**Directive:**
The required output is the line that contains "Is any bird's tail" plus every line after it in the listing below, copied exactly as it appears.

━━━

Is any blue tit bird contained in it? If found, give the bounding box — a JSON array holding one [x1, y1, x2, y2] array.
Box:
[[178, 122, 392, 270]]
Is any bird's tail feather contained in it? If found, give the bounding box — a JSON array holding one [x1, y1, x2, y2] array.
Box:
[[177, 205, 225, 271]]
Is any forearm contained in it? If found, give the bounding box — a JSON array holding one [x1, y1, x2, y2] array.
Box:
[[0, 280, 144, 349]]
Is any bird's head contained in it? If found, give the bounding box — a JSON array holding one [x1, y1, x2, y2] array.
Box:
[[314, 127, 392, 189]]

━━━

**Worked answer:**
Is any bird's tail feather contained in it? If found, give the bounding box — a JSON array holding one [x1, y1, x2, y2] array.
Box:
[[177, 205, 225, 271]]
Is any forearm contained in it? If found, give the bounding box — a JSON array holding one [x1, y1, x2, y2] array.
Box:
[[0, 280, 144, 349]]
Is any bird's head contained in it? If found, give the bounding box — a JSON array holding one [x1, y1, x2, y2] array.
Box:
[[314, 127, 392, 189]]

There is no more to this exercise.